Task prompt:
Put the rows below into a two-column CSV with the headers "prompt" and "answer", one line per row: the row's text under "prompt" and its answer under "answer". Wrap each field in double quotes, turn line breaks into spaces, and leave the pictures out.

Extracted entries:

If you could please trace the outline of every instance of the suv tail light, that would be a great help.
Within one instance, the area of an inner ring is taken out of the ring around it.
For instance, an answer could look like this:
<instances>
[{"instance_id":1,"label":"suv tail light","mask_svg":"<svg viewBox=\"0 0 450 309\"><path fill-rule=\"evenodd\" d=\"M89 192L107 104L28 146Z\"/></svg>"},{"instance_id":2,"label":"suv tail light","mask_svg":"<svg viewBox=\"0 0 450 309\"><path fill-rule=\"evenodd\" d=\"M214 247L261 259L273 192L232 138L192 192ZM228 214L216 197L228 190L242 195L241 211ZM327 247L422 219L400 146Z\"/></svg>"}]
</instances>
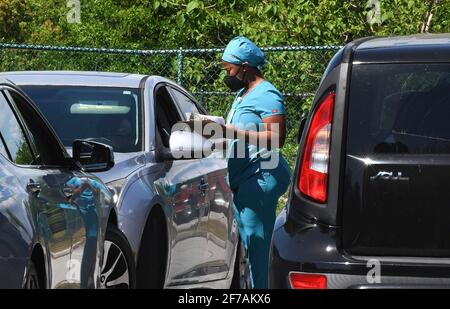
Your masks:
<instances>
[{"instance_id":1,"label":"suv tail light","mask_svg":"<svg viewBox=\"0 0 450 309\"><path fill-rule=\"evenodd\" d=\"M300 192L320 203L327 201L334 98L330 92L313 115L300 168Z\"/></svg>"},{"instance_id":2,"label":"suv tail light","mask_svg":"<svg viewBox=\"0 0 450 309\"><path fill-rule=\"evenodd\" d=\"M324 290L327 288L327 277L292 272L289 274L289 283L295 290Z\"/></svg>"}]
</instances>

Answer to the problem:
prompt,answer
"If you could please trace the outline of every instance of the suv tail light, that would be a great help. Within one instance, the area of an inner ring is taken out of the ring around it. For instance, an answer could look like this: <instances> [{""instance_id"":1,""label"":""suv tail light"",""mask_svg"":""<svg viewBox=\""0 0 450 309\""><path fill-rule=\""evenodd\"" d=\""M89 192L107 104L28 146Z\""/></svg>""},{""instance_id"":2,""label"":""suv tail light"",""mask_svg"":""<svg viewBox=\""0 0 450 309\""><path fill-rule=\""evenodd\"" d=\""M214 247L261 259L273 192L232 138L192 192ZM228 214L216 197L228 190L242 195L241 211ZM327 247L422 219L400 146Z\""/></svg>""}] </instances> Your masks:","<instances> [{""instance_id"":1,""label"":""suv tail light"",""mask_svg"":""<svg viewBox=\""0 0 450 309\""><path fill-rule=\""evenodd\"" d=\""M300 192L320 203L327 201L334 98L330 92L313 115L300 168Z\""/></svg>""},{""instance_id"":2,""label"":""suv tail light"",""mask_svg"":""<svg viewBox=\""0 0 450 309\""><path fill-rule=\""evenodd\"" d=\""M324 290L327 288L327 277L292 272L289 274L289 283L295 290Z\""/></svg>""}] </instances>"